>> start Selected excerpt

In any case, this kind of analysis is too complex as well as too
time-consuming to be performed on-line. Hence, as explained in Section
4 Linux uses an admission test based on the tasks’ utilizations.

3.3 Schedulability Analysis for Multiprocessor Systems

On multiprocessor systems with global EDF scheduling (non partitioned
systems), a sufficient test for schedulability can not be based on the
utilizations or densities: it can be shown that even if D_i = P_i task
sets with utilizations slightly larger than 1 can miss deadlines regardless
of the number of CPUs.

Consider a set {Task_1,…Task_{M+1}} of M+1 tasks on a system with M
CPUs, with the first task Task_1=(P,P,P) having period, relative deadline
and WCET equal to P. The remaining M tasks Task_i=(e,P-1,P-1) have an
arbitrarily small worst case execution time (indicated as “e” here) and a
period smaller than the one of the first task. Hence, if all the tasks
activate at the same time t, global EDF schedules these M tasks first
(because their absolute deadlines are equal to t + P - 1, hence they are
smaller than the absolute deadline of Task_1, which is t + P). As a
result, Task_1 can be scheduled only at time t + e, and will finish at
time t + e + P, after its absolute deadline. The total utilization of the
task set is U = M · e / (P - 1) + P / P = M · e / (P - 1) + 1, and for small
values of e this can become very close to 1. This is known as “Dhall’s
effect”[7]. Note: the example in the original paper by Dhall has been
slightly simplified here (for example, Dhall more correctly computed
lim_{e->0}U).

More complex schedulability tests for global EDF have been developed in
real-time literature[8,9], but they are not based on a simple comparison
between total utilization (or density) and a fixed constant. If all tasks
have D_i = P_i, a sufficient schedulability condition can be expressed in
a simple way:
sum(WCET_i / P_i) <= M - (M - 1) · U_max
where U_max = max{WCET_i / P_i}[10]. Notice that for U_max = 1,
M - (M - 1) · U_max becomes M - M + 1 = 1 and this schedulability condition
just confirms the Dhall’s effect. A more complete survey of the literature
about schedulability tests for multi-processor real-time scheduling can be
found in [11].

As seen, enforcing that the total utilization is smaller than M does not
guarantee that global EDF schedules the tasks without missing any deadline
(in other words, global EDF is not an optimal scheduling algorithm). However,
a total utilization smaller than M is enough to guarantee that non real-time
tasks are not starved and that the tardiness of real-time tasks has an upper
bound[12] (as previously noted). Different bounds on the maximum tardiness
experienced by real-time tasks have been developed in various papers[13,14],
but the theoretical result that is important for SCHED_DEADLINE is that if
the total utilization is smaller or equal than M then the response times of
the tasks are limited.

>> end Selected excerpt

## Written instruction 1
Edit the EDF scheduling text starting at "In any case, this" and ending at "number of CPUs.", replacing "CPUs" with "processors".
The listing has no connection to the text on EDF scheduling.

>> start Material

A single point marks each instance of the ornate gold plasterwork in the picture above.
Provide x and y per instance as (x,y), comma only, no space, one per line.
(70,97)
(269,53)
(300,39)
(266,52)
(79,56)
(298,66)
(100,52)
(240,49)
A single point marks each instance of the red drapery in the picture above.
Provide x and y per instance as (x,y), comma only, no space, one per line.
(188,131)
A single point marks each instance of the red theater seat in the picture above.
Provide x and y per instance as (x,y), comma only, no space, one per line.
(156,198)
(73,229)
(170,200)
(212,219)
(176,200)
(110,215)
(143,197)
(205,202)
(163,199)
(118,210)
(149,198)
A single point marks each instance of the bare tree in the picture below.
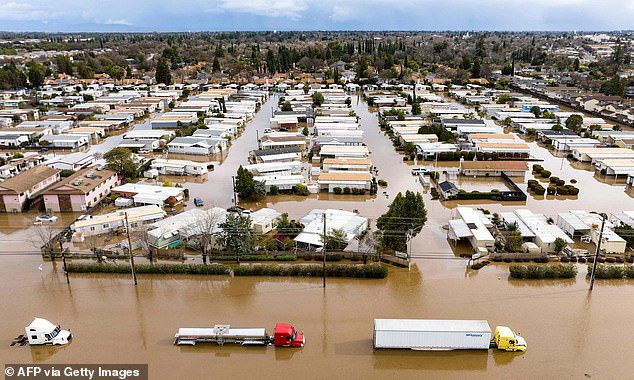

>> end Material

## Written instruction 2
Offset every point coordinate in the listing by -123. Reproduce the listing starting at the line containing "A single point marks each instance of the red theater" and ending at its final line, keeping the requests and omitting the pictures.

## Solution 1
In any case, this kind of analysis is too complex as well as too
time-consuming to be performed on-line. Hence, as explained in Section
4 Linux uses an admission test based on the tasks’ utilizations.

3.3 Schedulability Analysis for Multiprocessor Systems

On multiprocessor systems with global EDF scheduling (non partitioned
systems), a sufficient test for schedulability can not be based on the
utilizations or densities: it can be shown that even if D_i = P_i task
sets with utilizations slightly larger than 1 can miss deadlines regardless
of the number of processors.

## Solution 2
A single point marks each instance of the red theater seat in the picture above.
Provide x and y per instance as (x,y), comma only, no space, one per line.
(33,75)
(-50,106)
(47,77)
(89,96)
(53,77)
(-13,92)
(20,74)
(82,79)
(40,76)
(-5,87)
(26,75)
A single point marks each instance of the bare tree in the picture below.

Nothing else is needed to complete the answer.